### Data shown
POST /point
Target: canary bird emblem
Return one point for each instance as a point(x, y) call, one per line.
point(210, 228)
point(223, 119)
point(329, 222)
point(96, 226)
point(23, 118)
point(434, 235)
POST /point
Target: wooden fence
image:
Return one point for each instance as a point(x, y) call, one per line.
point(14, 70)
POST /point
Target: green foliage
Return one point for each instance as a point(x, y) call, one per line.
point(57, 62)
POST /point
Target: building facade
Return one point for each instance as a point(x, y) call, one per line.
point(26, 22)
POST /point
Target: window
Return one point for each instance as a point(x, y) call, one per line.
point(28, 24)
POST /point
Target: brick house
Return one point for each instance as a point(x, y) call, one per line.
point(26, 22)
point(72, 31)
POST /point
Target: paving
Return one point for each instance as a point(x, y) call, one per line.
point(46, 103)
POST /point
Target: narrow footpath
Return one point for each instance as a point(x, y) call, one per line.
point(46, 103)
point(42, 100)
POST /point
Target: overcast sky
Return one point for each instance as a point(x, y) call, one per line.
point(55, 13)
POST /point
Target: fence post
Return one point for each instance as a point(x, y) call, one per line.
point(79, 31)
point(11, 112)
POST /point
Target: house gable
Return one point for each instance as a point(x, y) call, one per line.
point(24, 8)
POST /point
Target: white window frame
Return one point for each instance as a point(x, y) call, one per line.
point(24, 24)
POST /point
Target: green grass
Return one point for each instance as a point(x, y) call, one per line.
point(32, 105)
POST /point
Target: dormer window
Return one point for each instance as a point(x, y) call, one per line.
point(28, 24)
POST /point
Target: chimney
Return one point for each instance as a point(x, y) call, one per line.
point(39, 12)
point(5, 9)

### Work to complete
Output the records in full. Keep every character as it is.

### Answer area
POST /point
Target: canary bird emblem
Return one point for each instance as a point(x, y) call, one per line.
point(210, 228)
point(223, 119)
point(329, 222)
point(96, 226)
point(23, 118)
point(434, 235)
POST /point
Target: wooden fence
image:
Return one point for each instance as a point(x, y) call, one per line.
point(14, 70)
POST /point
Target: green foliage
Return one point for each instance as a point(x, y) call, one per line.
point(57, 62)
POST /point
Target: building facade
Return one point for each instance as a point(x, y) call, one per line.
point(26, 22)
POST /point
Target: window
Return one point for each instance as a point(x, y) call, one per line.
point(28, 24)
POST /point
Target: brick house
Return one point for each instance as a point(x, y) call, one per line.
point(26, 22)
point(72, 31)
POST /point
Target: paving
Return one point for each instance as a point(x, y) call, one per line.
point(46, 103)
POST /point
Target: narrow footpath
Return one point for each instance as a point(x, y) call, one per line.
point(46, 103)
point(42, 100)
POST /point
Target: overcast sky
Return one point for each instance as a point(x, y) call, one per line.
point(55, 13)
POST /point
Target: fence post
Return one point for each instance as a point(x, y) call, one per line.
point(79, 31)
point(11, 112)
POST /point
Target: house gable
Return one point for each instance as a point(x, y) call, one per line.
point(24, 8)
POST /point
Target: white window frame
Return one point for each instance as a point(x, y) call, one per line.
point(24, 24)
POST /point
Target: green grass
Return one point for each instance as a point(x, y) call, one per line.
point(32, 105)
POST /point
Target: dormer window
Return one point for each instance as a point(x, y) call, one per line.
point(28, 24)
POST /point
Target: chimney
Return one point for each instance as a point(x, y) call, one per line.
point(39, 12)
point(5, 9)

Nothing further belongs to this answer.